- **Text under study**
The bogus paperwork that kicked off UFC debutant Cody Haddon’s fighting career – and kept him from a life of crime
Growing up, Cody Haddon saw things ‘that a kid shouldn’t be exposed to’. A path to prison could easily have been the one he walked down, but the rising Australian UFC star had other ideas.
When he was in Year 9, Cody Haddon’s dad asked him the question that would change his life forever: “How’s it going at school, are you doing the work, or are you f***in’ around?”
Haddon, who says he had an “unconventional” childhood in Perth, couldn’t lie.
“I’m kind’ve messing around, I’m not really doing much’,” he told his old man.
It sealed the deal.
Young Cody would drop out of school and take up an apprenticeship.
At least that’s what they told his high school.
In reality, there was no apprenticeship. Instead, Haddon – barely a teenager – threw himself into training full time.
“It was at the end of Year 9 and I had to fill out all these exemption forms to leave school, and they tried to convince me to stay, but I said I was doing an apprenticeship,” Haddon tells this masthead, just days out from his long-awaited UFC debut this weekend.

- **Task statement**
Reproduce the stretch of the article on Cody Haddon from "The bogus paperwork" through "Perth, couldn’t lie.", word for word.

- **Record extracts**
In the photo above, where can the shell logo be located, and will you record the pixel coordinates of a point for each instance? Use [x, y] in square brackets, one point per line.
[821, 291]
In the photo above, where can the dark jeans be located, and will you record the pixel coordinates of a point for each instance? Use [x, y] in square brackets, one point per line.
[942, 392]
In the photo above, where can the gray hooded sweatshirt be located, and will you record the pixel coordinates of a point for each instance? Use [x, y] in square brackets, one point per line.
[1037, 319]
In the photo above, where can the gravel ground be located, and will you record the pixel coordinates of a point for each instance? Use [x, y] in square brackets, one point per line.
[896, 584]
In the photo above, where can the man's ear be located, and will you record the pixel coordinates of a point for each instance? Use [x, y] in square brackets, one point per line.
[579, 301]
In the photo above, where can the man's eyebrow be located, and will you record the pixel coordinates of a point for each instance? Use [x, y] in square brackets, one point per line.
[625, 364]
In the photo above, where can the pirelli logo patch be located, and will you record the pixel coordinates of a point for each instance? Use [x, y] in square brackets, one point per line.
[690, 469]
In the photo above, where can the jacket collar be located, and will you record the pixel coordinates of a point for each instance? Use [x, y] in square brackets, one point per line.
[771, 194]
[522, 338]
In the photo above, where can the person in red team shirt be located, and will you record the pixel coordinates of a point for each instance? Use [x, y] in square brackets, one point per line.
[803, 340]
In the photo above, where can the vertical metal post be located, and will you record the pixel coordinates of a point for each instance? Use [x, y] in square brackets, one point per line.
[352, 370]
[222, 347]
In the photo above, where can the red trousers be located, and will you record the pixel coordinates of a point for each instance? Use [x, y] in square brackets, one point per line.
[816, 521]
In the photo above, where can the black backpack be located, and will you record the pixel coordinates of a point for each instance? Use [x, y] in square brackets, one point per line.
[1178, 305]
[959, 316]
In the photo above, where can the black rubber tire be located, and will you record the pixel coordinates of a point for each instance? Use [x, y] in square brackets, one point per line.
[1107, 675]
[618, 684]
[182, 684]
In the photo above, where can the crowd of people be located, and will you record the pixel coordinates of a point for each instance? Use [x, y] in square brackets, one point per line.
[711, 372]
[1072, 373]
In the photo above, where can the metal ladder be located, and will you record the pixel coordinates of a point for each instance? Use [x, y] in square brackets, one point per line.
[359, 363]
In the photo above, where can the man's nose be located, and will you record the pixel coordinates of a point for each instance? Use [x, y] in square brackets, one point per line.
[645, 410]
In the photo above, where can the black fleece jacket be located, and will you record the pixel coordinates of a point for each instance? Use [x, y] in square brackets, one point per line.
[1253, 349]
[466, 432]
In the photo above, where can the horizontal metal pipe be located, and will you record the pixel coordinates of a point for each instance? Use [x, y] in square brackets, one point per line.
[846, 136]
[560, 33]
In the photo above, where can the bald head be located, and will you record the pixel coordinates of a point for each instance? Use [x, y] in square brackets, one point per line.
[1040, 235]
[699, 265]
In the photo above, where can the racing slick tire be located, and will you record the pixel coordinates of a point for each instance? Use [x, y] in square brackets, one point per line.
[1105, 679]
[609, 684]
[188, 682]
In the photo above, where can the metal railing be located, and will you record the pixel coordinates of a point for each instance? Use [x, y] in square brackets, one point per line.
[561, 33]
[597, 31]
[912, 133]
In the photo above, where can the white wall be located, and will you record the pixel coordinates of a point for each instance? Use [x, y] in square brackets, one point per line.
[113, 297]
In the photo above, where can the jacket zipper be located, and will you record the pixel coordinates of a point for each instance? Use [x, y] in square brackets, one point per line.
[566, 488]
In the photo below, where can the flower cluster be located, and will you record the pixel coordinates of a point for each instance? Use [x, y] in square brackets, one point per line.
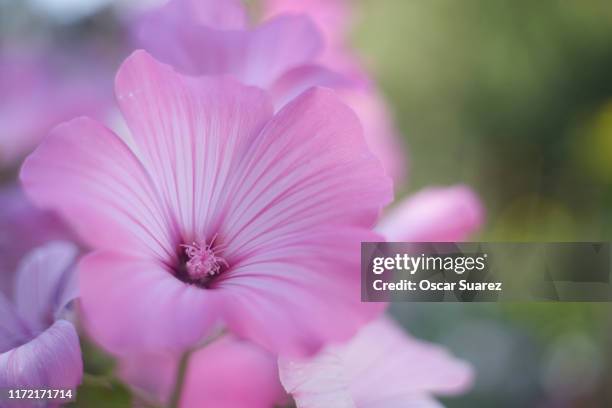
[220, 224]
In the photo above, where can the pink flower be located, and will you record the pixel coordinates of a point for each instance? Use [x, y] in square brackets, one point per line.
[37, 93]
[38, 347]
[285, 54]
[380, 367]
[23, 227]
[215, 210]
[228, 373]
[434, 214]
[332, 17]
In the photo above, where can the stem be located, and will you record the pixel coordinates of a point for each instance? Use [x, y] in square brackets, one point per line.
[175, 399]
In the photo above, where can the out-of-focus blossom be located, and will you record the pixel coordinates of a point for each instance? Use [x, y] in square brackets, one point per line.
[40, 89]
[434, 214]
[38, 346]
[332, 17]
[228, 373]
[215, 208]
[380, 367]
[23, 227]
[285, 54]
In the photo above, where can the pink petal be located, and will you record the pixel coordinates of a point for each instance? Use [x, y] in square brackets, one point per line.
[228, 373]
[190, 134]
[380, 367]
[379, 130]
[107, 208]
[37, 94]
[23, 227]
[13, 328]
[290, 200]
[255, 57]
[331, 16]
[224, 15]
[306, 181]
[131, 304]
[384, 357]
[51, 360]
[434, 215]
[45, 284]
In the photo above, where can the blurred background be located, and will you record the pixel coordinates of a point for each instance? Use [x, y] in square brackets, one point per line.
[513, 98]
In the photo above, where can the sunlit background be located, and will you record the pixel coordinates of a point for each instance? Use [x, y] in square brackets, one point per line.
[513, 98]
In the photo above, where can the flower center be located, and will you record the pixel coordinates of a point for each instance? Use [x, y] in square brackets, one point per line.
[203, 261]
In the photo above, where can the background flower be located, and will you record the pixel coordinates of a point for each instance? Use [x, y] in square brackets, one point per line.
[381, 366]
[39, 347]
[285, 54]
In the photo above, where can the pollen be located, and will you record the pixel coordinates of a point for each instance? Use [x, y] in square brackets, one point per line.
[203, 261]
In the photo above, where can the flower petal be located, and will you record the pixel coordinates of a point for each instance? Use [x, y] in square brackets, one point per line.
[131, 304]
[380, 367]
[45, 283]
[255, 57]
[434, 215]
[13, 329]
[104, 191]
[331, 16]
[189, 134]
[303, 200]
[227, 373]
[23, 227]
[51, 360]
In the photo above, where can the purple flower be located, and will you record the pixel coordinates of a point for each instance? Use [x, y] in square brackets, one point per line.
[39, 347]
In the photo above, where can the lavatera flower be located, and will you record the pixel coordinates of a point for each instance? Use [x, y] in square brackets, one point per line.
[39, 346]
[381, 367]
[286, 54]
[215, 211]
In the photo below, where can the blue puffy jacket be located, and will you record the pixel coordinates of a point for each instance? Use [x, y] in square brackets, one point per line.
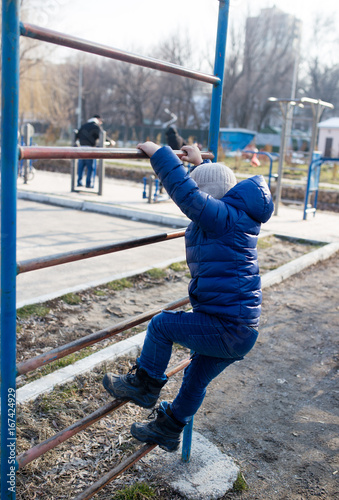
[221, 240]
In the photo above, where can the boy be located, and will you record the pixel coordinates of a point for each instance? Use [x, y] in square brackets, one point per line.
[224, 291]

- **Task solution**
The bogus paperwork that kicked off UFC debutant Cody Haddon’s fighting career – and kept him from a life of crime
Growing up, Cody Haddon saw things ‘that a kid shouldn’t be exposed to’. A path to prison could easily have been the one he walked down, but the rising Australian UFC star had other ideas.
When he was in Year 9, Cody Haddon’s dad asked him the question that would change his life forever: “How’s it going at school, are you doing the work, or are you f***in’ around?”
Haddon, who says he had an “unconventional” childhood in Perth, couldn’t lie.